▶ **Brief**
Answer these questions using the self-attention text:
(a) In the sentence that ends "because it was delicious," what does "it" refer to?
(b) According to the "Weak Pull" point, how much influence do less related words have on each other?
(c) What does the Query (Q) vector represent?

▶ **Text block**
>> Start

Possible Completions:

“The bear ate the honey because it was hungry.”

Here, “it” refers to “the bear.”

“The bear ate the honey because it was delicious.”

In this case, “it” refers to “the honey.”

Applying Self-Attention:

Embedding the Words:

All words in the sentence are represented in the embedding space.

Calculating Attention Scores:

The pronoun “it” calculates attention scores with other words in the sentence.

Contextual Influence:

With “hungry”:

Image Source: The Math Behind Attention Keys, Queries, and Values Matrices
  • “Hungry” is semantically closer to “bear.” The attention mechanism assigns higher weights between “it,” “bear,” and “hungry,” pulling “it” towards the “bear” cluster in the embedding space.

With “delicious”:

Image Source: The Math Behind Attention Keys, Queries, and Values Matrices
  • “Delicious” is semantically closer to “honey.” The attention mechanism increases the weights between “it,” “honey,” and “delicious,” shifting “it” towards the “honey” cluster.

Result:

  • The self-attention mechanism dynamically adjusts the embedding of “it” based on the context provided by surrounding words, resolving the ambiguity.

Gravitational Pull Analogy

Recall our gravitational pull analogy. Words that are semantically related exert a stronger “pull” on each other in the embedding space. The self-attention mechanism quantifies this pull, allowing the model to adjust word embeddings based on contextual relevance.

  • Strong Pull: Semantically similar words (e.g., “bear” and “hungry” or “honey” and “delicious”) exert a strong influence on each other.
  • Weak Pull: Less related words have minimal influence on each other.

How Self-Attention Dynamically Adjusts Embeddings

The self-attention mechanism computes attention scores that determine how much each word should consider other words in the sequence.

Mechanism Overview:

  1. Query, Key, and Value Vectors:

For each word, the model generates three vectors:

  • Query (Q): Represents the word we’re focusing on.

>> End

▶ **Dataset rows**
>> Start

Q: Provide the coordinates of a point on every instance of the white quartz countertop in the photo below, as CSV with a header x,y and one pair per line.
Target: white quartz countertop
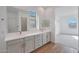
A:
x,y
17,35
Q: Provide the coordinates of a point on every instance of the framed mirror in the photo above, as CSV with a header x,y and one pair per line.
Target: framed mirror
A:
x,y
12,19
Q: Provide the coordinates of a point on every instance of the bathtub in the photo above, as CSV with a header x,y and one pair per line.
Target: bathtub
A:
x,y
70,41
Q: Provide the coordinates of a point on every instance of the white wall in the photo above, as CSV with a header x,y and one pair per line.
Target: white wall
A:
x,y
63,33
61,14
48,14
2,29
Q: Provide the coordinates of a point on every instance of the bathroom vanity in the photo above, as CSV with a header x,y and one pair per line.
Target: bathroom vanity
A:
x,y
27,41
24,33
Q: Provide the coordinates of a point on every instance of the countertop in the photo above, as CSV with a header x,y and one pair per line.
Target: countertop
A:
x,y
17,35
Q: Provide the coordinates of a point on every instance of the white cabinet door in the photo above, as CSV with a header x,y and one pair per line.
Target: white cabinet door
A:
x,y
38,41
2,28
15,46
29,44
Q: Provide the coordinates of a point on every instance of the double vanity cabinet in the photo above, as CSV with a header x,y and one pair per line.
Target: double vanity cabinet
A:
x,y
28,43
25,31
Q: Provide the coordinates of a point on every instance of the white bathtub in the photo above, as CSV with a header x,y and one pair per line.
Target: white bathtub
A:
x,y
68,40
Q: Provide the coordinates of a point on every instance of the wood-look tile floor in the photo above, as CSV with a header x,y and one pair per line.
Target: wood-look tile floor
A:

>> End

▶ **Complete output**
(a) "The honey."
(b) Minimal influence.
(c) The word we're focusing on.